The key insight is to think about this problem from a different angle. Instead of checking every possible subarray (which would be inefficient), we can observe that for a subarray of length k to be valid, its minimum element must be greater than threshold / k.

This means: min_element_in_subarray > threshold / k

Rearranging: min_element_in_subarray * k > threshold

Now, here's the clever part: if we process elements from largest to smallest, we can build connected components gradually. When we add an element to our structure, it can either:

  1. Stand alone as a subarray of length 1
  2. Connect with already processed neighbors (which are all larger than the current element)

Since we process from largest to smallest, when we add element v at position i, it becomes the minimum element in any connected component it joins. The size of this component represents a potential subarray length k.

By using Union-Find (Disjoint Set Union), we can efficiently:

  • Track connected components of processed elements
  • Merge adjacent components when we process a new element
  • Keep track of component sizes

At each step, when processing element v with its component of size k, we check if v > threshold / k. If true, we've found a valid subarray where v is the minimum element and all other elements in the component are larger than v (since we processed them earlier).
***
-- Short exercise A --
Answer these from the subarray explanation:
(i) For a subarray of length k to be valid, what must be true of its minimum element?
(ii) In what order are the elements processed?
(iii) What does the size of the component that element v joins represent?
-- Short exercise B --
Carry the subarray explanation forward, starting after its last sentence.
The material after the subarray explanation isn't needed for any of this.

-- Provided material --
***
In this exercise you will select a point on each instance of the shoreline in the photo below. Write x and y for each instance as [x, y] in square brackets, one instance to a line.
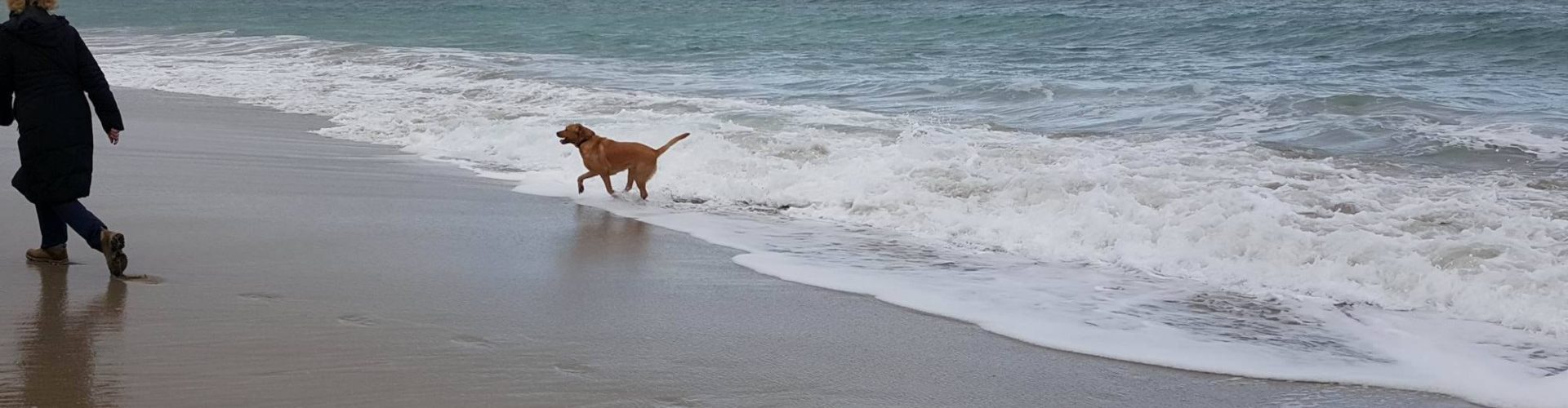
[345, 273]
***
-- Exercise response A --
(i) It must be greater than threshold / k.
(ii) From largest to smallest.
(iii) A potential subarray length k.

-- Exercise response B --
This approach is optimal because:

  1. We only need to check each element once as a potential minimum
  2. Union-Find operations are nearly constant time
  3. We can stop as soon as we find any valid subarray

Learn more about Stack, Union Find and Monotonic Stack patterns.

Solution Approach

The implementation uses a Union-Find data structure with a greedy approach, processing elements from largest to smallest:

1. Data Structure Setup:

  • p: Parent array for Union-Find, initially p[i] = i (each element is its own parent)
  • size: Array tracking the size of each component, initially all 1
  • vis: Boolean array marking which positions have been processed

2. Sorting Strategy: Create arr by sorting (value, index) pairs in descending order by value. This ensures we process elements from largest to smallest.

3. Union-Find Operations:

  • find(x): Finds the root of component containing x with path compression
  • merge(a, b): Merges two components, updating the size of the root

4. Main Algorithm: For each element (v, i) in sorted order:

  1. Check left neighbor: If i > 0 and vis[i-1] is true (left neighbor already processed), merge current position with left neighbor
  2. Check right neighbor: If i < n-1 and vis[i+1] is true (right neighbor already processed), merge current position with right neighbor
  3. Validate subarray: After merging, check if v > threshold // size[find(i)]
    • If true, return size[find(i)] as we found a valid subarray
    • The current element v is the minimum in this component (all others are larger)
  4. Mark as visited: Set vis[i] = True to indicate this position is processed

5. Key Observations:

  • When we process element v, all previously processed elements are ≥ v
  • The connected component containing v forms a contiguous subarray
  • v is the minimum element in its component
  • The condition v > threshold / k becomes v > threshold // k using integer division

6. Time Complexity:

  • Sorting: O(n log n)
  • Union-Find operations: O(n × α(n)) where α is the inverse Ackermann function (nearly constant)
  • Overall: O(n log n)

The algorithm returns -1 if no valid subarray is found after processing all elements.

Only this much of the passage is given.